• Required task
Go through the entries below and write each one out exactly.

:: Entries supplied

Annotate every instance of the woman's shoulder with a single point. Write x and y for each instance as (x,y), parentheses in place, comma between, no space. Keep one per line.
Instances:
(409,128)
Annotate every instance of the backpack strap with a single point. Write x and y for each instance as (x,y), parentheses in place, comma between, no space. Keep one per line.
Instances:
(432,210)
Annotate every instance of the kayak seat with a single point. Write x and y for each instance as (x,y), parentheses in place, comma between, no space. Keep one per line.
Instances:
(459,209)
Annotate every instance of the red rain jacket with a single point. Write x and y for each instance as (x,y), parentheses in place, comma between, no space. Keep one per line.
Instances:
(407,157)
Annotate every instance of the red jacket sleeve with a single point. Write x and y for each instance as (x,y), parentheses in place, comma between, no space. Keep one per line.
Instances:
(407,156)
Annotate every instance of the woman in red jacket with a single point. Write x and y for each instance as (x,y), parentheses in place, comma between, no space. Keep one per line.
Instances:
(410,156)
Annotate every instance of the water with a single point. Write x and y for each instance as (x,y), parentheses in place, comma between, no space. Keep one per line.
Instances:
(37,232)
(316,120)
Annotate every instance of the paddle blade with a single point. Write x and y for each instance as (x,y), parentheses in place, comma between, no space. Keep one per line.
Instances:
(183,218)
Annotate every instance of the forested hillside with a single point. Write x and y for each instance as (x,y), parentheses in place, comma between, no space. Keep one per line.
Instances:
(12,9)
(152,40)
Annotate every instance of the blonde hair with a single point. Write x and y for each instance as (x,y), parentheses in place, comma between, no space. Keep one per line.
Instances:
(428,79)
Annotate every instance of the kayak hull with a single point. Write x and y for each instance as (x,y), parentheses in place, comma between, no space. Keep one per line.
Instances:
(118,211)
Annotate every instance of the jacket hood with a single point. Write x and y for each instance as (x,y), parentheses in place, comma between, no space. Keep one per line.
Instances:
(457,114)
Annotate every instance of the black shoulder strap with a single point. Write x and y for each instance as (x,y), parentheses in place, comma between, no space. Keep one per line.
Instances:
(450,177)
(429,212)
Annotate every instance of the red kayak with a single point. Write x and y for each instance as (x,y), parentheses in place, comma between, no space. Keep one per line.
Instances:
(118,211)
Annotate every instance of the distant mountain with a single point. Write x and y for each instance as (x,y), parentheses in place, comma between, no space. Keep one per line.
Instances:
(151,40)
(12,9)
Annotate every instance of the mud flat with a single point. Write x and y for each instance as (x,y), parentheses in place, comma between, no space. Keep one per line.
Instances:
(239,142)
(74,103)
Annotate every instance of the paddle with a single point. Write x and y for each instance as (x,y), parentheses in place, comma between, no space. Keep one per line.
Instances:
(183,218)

::::

• Written response
Annotate every instance of the woman's shoulder with a single point. Write x and y for each instance as (x,y), parentheses in place, comma between, no space. Keep one per line.
Instances:
(409,128)
Annotate every instance of the backpack strap with a single point. Write x and y for each instance as (x,y), parentheses in place, comma between, no space. Keep one per line.
Instances:
(432,210)
Annotate every instance of the kayak seat with a single point. Write x and y for each instance as (x,y), parentheses in place, comma between, no space. Keep one per line.
Instances:
(459,209)
Annotate every instance of the red rain jacket with a single point. Write x and y for each instance as (x,y), parentheses in place, comma between, no space. Keep one per line.
Instances:
(407,157)
Annotate every instance of the red jacket sleeve with a single point. Write x and y for each instance as (x,y), parentheses in place, comma between, no space. Keep one per line.
Instances:
(407,156)
Annotate every instance of the woman in red jacket with a single point. Write x and y for each instance as (x,y), parentheses in place, comma between, no space. Keep one per line.
Instances:
(410,156)
Annotate every instance of the water with a single point. Write x and y for each instance as (x,y), parentheses in place, comma between, no space. Keep one per line.
Instances:
(37,232)
(316,120)
Annotate every instance of the paddle blade with a single point. Write x and y for each instance as (x,y), parentheses in place, comma between, no space. Keep one per line.
Instances:
(183,218)
Annotate every instance of the forested hillside with a single point. Write x and y for each instance as (x,y), parentheses in place, comma between, no space. Keep one per line.
Instances:
(12,9)
(152,40)
Annotate every instance of the blonde hair with a single point. Write x and y for each instance as (x,y), parentheses in place, comma between, no space. Keep one per line.
Instances:
(428,79)
Annotate every instance of the kayak hull with a single point. Write x and y for each instance as (x,y), parentheses in place, comma between, no space. Keep one per line.
Instances:
(118,211)
Annotate every instance of the jacket hood with a single point. Write x and y for each instance as (x,y), parentheses in place, comma between, no space. Keep one per line.
Instances:
(457,114)
Annotate every instance of the black shoulder strap with a single point. Write x and y for each instance as (x,y), parentheses in place, comma between, no space. Keep one per line.
Instances:
(450,177)
(429,212)
Annotate every instance of the red kayak with a single point. Write x and y for each instance as (x,y), parentheses in place, comma between, no space. Keep one per line.
Instances:
(118,211)
Annotate every instance of the distant mountain with a single point. Write x and y for each instance as (x,y), parentheses in place, comma between, no space. Keep one per line.
Instances:
(151,40)
(12,9)
Annotate every instance of the mud flat with a single point. Write x and y for each instance as (x,y), parentheses in place, comma between, no space. Keep one per line.
Instances:
(239,142)
(74,103)
Annotate every instance of the paddle with a single point. Write x and y for each instance as (x,y), parentheses in place, comma between, no space. Keep one per line.
Instances:
(183,218)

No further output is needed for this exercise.